### Instructions for the task:
Write out the lines starting at the one that holds "Would you be able to indicate the man's" and ending with the final line of the data, exactly and with no others.

### Source information:
=====

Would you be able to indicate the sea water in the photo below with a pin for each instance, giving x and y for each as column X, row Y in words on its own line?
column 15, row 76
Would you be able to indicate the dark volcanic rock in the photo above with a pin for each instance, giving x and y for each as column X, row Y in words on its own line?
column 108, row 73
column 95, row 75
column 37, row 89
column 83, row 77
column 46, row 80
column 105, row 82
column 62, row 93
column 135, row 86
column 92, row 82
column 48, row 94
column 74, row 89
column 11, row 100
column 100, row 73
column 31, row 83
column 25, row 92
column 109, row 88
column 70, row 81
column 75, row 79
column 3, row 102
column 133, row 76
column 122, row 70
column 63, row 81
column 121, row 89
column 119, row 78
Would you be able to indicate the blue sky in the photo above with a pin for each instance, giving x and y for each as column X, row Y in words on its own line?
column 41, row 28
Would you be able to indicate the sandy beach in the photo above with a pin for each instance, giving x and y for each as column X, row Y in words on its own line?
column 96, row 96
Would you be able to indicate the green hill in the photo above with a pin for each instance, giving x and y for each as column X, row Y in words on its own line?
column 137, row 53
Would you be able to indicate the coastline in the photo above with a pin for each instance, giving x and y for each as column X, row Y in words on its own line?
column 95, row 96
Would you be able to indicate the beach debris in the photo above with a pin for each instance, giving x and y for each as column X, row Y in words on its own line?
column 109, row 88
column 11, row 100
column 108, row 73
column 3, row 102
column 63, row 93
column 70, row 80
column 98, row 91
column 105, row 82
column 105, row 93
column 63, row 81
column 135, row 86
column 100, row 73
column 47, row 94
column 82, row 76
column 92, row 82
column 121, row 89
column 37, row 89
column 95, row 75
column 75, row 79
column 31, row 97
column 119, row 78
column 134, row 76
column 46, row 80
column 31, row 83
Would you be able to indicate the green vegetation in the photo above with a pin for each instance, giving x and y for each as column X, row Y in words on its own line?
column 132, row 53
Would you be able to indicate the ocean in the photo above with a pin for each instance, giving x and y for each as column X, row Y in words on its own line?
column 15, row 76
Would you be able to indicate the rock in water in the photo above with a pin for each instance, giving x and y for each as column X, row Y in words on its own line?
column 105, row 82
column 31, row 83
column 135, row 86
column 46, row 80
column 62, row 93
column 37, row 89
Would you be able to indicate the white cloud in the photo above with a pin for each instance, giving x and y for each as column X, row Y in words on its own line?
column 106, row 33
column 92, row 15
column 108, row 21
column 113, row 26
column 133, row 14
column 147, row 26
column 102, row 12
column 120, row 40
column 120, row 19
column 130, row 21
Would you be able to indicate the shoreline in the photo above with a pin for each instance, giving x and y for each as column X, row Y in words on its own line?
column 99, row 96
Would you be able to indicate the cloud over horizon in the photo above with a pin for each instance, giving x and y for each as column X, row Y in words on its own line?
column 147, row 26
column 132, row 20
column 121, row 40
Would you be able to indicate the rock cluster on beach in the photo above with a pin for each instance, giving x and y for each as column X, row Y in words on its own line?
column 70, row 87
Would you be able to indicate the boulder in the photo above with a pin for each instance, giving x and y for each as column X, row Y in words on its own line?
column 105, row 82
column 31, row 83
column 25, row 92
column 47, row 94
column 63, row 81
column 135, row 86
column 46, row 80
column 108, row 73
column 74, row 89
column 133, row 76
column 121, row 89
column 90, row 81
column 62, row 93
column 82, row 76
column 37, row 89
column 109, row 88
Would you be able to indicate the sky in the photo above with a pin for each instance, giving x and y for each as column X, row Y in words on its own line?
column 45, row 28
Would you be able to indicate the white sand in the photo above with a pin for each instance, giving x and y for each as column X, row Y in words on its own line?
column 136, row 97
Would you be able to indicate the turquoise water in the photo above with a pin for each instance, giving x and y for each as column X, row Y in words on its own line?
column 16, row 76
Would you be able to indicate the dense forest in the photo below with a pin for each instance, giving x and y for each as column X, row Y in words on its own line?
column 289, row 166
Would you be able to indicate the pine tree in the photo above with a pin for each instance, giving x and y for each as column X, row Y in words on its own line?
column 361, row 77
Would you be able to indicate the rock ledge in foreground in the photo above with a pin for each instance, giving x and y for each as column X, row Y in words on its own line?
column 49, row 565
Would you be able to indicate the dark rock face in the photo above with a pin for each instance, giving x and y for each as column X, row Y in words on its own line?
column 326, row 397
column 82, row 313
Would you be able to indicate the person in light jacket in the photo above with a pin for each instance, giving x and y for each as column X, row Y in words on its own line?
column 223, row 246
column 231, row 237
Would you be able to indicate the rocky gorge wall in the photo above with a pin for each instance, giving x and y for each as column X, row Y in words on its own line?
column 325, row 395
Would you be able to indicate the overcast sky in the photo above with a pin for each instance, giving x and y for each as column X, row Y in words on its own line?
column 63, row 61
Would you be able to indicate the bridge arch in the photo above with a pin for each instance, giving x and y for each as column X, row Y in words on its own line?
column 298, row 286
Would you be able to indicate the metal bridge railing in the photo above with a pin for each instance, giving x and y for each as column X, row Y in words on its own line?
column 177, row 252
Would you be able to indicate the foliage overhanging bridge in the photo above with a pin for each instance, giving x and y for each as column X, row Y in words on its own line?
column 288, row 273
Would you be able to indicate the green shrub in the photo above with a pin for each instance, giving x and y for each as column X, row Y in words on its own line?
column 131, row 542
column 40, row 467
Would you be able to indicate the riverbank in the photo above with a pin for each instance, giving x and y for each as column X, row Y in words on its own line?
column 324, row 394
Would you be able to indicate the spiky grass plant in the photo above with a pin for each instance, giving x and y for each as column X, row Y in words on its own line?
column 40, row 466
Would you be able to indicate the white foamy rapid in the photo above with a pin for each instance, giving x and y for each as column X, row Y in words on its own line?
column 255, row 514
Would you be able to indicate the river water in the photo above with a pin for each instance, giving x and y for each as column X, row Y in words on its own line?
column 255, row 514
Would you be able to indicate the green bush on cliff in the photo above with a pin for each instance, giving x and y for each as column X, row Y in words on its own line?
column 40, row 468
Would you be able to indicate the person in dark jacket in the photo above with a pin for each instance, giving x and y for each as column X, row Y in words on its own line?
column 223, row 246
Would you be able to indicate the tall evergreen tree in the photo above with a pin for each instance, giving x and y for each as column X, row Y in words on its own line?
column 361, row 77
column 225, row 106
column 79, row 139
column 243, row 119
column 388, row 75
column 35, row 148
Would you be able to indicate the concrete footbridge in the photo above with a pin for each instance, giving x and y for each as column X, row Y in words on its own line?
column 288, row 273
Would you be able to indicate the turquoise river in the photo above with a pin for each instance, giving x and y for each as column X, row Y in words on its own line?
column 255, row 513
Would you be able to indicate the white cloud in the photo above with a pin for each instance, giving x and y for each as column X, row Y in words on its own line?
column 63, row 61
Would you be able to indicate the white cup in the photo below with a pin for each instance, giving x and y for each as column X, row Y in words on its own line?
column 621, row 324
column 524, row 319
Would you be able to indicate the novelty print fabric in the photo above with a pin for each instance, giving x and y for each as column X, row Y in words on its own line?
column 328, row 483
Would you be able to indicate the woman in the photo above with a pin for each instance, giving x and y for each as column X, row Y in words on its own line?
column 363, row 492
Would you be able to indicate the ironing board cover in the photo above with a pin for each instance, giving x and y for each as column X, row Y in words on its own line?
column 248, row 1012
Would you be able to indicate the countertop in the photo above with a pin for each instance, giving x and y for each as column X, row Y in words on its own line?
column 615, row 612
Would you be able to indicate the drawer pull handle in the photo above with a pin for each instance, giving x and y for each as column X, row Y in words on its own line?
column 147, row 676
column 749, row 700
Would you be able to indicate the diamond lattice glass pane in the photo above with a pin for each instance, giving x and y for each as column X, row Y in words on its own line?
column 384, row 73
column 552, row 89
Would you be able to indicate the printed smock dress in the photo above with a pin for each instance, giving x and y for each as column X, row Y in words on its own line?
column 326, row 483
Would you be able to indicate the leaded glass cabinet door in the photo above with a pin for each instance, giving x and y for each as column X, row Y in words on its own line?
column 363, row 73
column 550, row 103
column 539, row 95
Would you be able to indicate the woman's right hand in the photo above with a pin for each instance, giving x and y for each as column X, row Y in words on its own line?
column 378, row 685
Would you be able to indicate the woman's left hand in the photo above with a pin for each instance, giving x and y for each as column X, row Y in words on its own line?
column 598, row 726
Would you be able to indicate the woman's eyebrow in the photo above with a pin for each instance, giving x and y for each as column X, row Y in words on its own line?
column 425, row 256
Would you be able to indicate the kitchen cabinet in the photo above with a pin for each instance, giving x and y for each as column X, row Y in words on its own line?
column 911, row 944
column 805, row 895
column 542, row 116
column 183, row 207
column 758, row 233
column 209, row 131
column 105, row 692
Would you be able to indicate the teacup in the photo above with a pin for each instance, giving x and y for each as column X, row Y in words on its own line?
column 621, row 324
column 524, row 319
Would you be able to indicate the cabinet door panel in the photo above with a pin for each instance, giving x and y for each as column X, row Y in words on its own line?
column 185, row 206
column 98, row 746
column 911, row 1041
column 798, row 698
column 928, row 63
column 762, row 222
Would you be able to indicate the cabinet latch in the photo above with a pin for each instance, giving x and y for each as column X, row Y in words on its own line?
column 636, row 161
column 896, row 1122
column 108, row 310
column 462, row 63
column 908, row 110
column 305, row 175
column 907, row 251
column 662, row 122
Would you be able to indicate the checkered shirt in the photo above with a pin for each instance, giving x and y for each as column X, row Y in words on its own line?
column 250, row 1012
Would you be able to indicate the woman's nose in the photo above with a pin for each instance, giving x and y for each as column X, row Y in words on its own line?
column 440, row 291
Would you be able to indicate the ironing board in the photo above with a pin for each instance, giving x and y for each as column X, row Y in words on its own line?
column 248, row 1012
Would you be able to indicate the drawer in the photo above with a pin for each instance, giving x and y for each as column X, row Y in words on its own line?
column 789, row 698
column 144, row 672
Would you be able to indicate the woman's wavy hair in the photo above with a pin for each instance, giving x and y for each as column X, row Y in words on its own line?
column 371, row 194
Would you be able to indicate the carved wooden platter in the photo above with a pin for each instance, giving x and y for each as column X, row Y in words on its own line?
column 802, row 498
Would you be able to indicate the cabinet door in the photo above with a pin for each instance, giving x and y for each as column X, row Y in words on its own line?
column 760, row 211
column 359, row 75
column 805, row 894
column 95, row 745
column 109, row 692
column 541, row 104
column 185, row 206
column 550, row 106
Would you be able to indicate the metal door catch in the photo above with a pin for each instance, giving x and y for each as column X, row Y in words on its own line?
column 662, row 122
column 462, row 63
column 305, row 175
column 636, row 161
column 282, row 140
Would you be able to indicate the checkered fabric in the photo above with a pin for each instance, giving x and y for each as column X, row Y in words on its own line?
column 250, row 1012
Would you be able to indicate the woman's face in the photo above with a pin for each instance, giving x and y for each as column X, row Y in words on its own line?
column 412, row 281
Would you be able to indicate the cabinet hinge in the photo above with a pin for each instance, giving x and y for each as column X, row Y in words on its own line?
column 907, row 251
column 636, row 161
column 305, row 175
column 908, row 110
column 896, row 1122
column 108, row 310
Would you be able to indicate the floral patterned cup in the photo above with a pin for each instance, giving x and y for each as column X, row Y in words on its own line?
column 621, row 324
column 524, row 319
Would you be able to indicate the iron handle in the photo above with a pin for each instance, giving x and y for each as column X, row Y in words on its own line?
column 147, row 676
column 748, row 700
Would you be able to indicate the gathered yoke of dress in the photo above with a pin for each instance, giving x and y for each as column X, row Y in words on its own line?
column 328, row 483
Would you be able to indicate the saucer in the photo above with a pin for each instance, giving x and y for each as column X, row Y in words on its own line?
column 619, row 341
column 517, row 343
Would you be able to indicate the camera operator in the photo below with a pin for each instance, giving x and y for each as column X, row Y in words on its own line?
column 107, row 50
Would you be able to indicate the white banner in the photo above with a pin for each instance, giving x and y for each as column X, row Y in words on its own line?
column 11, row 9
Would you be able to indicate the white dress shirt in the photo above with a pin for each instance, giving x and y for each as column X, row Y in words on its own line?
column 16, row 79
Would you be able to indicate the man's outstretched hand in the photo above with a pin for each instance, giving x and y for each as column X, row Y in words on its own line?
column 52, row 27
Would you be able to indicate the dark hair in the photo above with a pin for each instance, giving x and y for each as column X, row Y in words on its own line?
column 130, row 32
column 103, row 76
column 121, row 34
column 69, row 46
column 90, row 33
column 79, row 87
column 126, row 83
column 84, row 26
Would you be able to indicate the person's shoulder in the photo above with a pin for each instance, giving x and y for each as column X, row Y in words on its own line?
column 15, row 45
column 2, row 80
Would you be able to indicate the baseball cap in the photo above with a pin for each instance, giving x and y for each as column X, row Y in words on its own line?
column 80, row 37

=====

### Output:
Would you be able to indicate the man's outstretched hand in the photo above with a pin for each instance, giving x and y for each as column X, row Y in words on its own line?
column 52, row 27
Would you be able to indicate the dark hair in the photo above with a pin for each instance, giving x and y for each as column X, row Y in words on its own line?
column 130, row 32
column 103, row 76
column 121, row 34
column 69, row 46
column 90, row 33
column 79, row 87
column 126, row 83
column 84, row 26
Would you be able to indicate the person's shoulder in the photo above with a pin for each instance, giving x and y for each as column X, row Y in words on its own line?
column 15, row 45
column 2, row 80
Would you be able to indicate the baseball cap in the photo above with a pin for each instance, giving x and y for each as column X, row Y in words on its own line?
column 80, row 37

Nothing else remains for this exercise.